- _Prompt_: Across all the records below, count the lines that hold "white". State only that figure.

- _Saved entries_:
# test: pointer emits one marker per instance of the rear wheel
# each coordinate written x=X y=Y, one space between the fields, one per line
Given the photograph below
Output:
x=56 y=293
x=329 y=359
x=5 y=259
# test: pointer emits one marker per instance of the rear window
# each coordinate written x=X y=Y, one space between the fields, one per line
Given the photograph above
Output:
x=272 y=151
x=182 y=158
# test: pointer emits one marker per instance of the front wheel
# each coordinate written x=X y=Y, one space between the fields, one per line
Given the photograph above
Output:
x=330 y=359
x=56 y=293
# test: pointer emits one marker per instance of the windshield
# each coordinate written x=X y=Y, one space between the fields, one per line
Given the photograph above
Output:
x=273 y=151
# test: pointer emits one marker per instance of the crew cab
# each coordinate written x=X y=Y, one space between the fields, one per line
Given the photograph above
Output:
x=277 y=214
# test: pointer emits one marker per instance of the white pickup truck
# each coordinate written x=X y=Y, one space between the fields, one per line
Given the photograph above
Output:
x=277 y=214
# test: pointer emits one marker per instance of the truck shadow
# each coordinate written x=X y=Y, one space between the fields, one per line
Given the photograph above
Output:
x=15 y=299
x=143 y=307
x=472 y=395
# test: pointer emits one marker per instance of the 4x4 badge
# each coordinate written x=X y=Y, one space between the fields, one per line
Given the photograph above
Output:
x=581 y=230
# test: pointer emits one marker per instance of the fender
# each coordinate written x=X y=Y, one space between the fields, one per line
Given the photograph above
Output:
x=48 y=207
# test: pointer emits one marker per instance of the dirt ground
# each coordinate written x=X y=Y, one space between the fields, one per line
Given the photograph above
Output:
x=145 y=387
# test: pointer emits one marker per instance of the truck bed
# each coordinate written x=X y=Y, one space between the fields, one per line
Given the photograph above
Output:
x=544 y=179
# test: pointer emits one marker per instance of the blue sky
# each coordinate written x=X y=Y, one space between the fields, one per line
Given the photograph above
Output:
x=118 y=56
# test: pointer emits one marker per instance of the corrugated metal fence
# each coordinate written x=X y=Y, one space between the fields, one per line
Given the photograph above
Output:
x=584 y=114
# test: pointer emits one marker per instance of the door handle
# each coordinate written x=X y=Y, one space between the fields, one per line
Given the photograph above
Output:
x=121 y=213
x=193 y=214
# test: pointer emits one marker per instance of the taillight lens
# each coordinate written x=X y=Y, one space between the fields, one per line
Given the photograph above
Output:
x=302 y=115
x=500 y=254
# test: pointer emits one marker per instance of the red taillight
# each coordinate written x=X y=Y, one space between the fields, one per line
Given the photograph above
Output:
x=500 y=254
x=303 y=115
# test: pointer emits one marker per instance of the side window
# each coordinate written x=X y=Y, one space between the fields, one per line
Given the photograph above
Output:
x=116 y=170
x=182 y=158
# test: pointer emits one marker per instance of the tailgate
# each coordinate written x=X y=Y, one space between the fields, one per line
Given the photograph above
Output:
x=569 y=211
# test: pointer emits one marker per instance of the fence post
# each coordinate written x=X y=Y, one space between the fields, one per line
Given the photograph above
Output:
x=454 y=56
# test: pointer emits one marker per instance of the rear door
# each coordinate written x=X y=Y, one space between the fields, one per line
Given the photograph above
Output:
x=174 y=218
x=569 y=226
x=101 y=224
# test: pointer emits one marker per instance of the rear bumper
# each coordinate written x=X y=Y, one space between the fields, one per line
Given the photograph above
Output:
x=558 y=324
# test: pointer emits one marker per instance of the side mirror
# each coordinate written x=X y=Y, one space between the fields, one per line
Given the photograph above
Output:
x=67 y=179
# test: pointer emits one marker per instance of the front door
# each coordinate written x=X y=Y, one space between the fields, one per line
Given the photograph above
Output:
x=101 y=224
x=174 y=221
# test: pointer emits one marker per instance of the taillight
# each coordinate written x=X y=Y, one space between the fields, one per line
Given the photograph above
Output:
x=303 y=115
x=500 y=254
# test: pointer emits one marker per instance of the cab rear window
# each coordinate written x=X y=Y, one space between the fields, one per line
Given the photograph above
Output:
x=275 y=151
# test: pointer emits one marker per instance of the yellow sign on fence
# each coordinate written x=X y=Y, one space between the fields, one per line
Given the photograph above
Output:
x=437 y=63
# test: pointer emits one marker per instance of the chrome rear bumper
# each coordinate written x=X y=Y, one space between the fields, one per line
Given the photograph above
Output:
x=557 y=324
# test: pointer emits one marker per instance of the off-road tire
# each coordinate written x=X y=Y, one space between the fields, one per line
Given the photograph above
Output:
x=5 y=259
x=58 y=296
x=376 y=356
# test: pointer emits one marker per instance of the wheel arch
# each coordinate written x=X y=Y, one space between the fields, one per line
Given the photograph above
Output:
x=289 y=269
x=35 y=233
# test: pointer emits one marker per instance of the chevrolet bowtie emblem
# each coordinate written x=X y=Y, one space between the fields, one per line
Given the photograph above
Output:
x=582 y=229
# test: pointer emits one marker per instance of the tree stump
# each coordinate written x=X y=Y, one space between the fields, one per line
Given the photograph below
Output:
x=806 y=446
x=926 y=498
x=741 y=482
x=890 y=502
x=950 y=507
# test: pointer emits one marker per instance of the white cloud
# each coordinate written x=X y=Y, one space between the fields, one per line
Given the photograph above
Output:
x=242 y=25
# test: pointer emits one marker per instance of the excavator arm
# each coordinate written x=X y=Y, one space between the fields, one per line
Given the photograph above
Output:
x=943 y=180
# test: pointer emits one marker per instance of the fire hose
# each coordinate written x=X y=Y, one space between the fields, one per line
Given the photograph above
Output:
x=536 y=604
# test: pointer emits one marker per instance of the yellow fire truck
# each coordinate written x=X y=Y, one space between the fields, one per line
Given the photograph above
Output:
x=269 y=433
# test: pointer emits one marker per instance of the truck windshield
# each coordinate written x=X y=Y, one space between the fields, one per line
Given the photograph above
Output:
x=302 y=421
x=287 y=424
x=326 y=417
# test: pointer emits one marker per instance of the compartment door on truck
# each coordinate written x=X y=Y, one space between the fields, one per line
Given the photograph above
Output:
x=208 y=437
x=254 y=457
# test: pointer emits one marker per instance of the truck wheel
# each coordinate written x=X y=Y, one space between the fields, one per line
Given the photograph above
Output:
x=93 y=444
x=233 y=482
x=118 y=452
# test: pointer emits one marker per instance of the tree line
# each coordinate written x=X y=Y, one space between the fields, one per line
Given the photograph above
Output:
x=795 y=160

- _Solution to this problem_: 2